Exercise instructions :: Repeat, exactly as written, the lines of the records below from the first through the line with "# annotate each instance of the shallow", but none past it.

Natural language region descriptions:
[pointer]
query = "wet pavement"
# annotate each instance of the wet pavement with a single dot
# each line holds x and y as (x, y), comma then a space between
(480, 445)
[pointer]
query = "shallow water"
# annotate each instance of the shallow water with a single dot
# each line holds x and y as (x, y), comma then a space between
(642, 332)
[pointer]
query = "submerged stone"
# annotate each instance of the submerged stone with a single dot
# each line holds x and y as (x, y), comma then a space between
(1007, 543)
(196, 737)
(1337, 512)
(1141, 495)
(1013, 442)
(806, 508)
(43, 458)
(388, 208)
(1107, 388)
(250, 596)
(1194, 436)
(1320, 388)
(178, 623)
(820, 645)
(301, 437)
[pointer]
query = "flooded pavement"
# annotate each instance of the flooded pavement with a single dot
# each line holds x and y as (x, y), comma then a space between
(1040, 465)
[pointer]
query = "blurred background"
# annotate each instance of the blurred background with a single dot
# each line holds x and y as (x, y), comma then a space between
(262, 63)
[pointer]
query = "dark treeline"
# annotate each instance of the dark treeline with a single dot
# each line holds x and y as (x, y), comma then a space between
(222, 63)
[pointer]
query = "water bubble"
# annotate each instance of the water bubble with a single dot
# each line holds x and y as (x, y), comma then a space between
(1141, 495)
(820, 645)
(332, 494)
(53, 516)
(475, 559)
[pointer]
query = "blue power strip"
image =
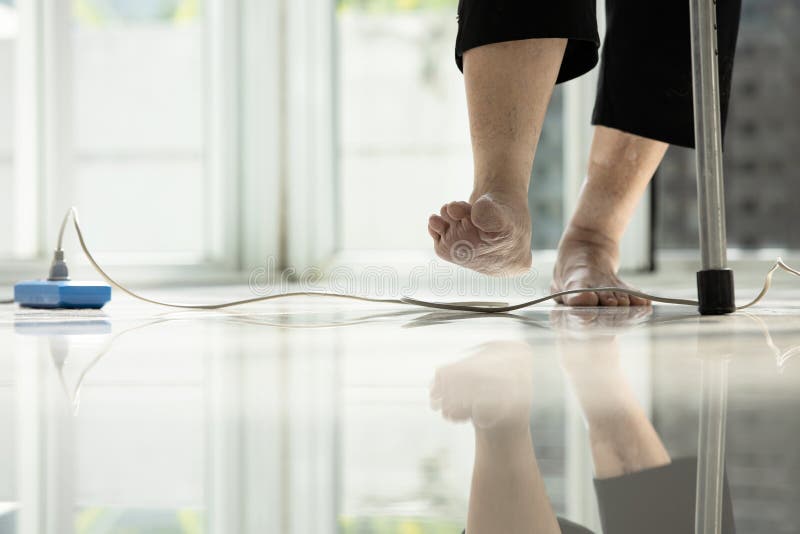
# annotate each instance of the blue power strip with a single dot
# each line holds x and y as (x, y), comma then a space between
(61, 294)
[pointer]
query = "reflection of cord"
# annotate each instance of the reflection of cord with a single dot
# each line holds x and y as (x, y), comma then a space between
(74, 397)
(482, 307)
(781, 356)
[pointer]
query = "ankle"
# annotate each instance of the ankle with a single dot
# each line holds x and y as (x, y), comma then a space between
(504, 193)
(592, 237)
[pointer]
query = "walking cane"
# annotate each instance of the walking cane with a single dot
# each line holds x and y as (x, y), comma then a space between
(715, 281)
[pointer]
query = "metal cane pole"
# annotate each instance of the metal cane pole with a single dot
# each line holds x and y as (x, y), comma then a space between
(715, 280)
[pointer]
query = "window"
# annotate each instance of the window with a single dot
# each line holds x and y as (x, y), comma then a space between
(404, 147)
(8, 35)
(139, 121)
(762, 133)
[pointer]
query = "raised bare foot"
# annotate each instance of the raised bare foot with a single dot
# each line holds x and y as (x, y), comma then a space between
(491, 234)
(588, 259)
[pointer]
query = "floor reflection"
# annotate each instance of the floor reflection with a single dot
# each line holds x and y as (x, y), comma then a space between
(283, 419)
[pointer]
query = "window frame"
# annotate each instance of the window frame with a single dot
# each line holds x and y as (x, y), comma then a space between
(242, 152)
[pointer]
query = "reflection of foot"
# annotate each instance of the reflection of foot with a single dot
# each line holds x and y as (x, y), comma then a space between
(492, 388)
(587, 259)
(491, 235)
(591, 321)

Expected output ::
[pointer]
query = "wet pavement"
# annotate each instance of the wet pavement with a single dot
# each line holds x and y as (x, y), comma then a space between
(480, 445)
[pointer]
query = "shallow water"
# annotate each instance of the shallow water with a single dot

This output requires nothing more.